What this task involves ▸ Update the records beginning at the line that has "For every instance of the metal" and stopping after the line that has "For every instance of the palm". Write out only those lines again, with "handrail" changed to "railing" and nothing else altered.
#### Materials provided
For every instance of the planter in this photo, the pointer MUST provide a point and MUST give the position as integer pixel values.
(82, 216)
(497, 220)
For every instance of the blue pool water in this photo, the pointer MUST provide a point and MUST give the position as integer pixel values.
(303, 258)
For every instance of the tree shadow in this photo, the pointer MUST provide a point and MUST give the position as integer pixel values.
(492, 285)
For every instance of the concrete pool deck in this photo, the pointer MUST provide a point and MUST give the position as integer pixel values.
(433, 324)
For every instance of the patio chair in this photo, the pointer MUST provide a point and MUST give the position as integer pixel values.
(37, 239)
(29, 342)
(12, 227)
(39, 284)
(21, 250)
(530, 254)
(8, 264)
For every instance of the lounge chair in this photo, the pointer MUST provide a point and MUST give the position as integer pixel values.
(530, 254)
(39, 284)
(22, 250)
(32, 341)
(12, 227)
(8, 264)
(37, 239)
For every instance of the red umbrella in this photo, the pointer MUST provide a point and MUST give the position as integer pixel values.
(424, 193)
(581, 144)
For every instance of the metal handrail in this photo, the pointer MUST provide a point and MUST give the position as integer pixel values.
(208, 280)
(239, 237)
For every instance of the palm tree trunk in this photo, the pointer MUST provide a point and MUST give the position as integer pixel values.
########
#### Materials provided
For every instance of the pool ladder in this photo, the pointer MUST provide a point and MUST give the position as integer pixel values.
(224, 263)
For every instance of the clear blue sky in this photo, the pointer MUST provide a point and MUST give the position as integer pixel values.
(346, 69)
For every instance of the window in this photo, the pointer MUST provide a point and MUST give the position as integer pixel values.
########
Answer below ▸
For every instance of the metal railing in this photo, the pointer MUST provide a point and MUST give the position as integer pixel values.
(208, 280)
(239, 237)
For every instance of the palm tree trunk in this photo, the pointer MUST provide a point and MUST give the position as integer pixel values.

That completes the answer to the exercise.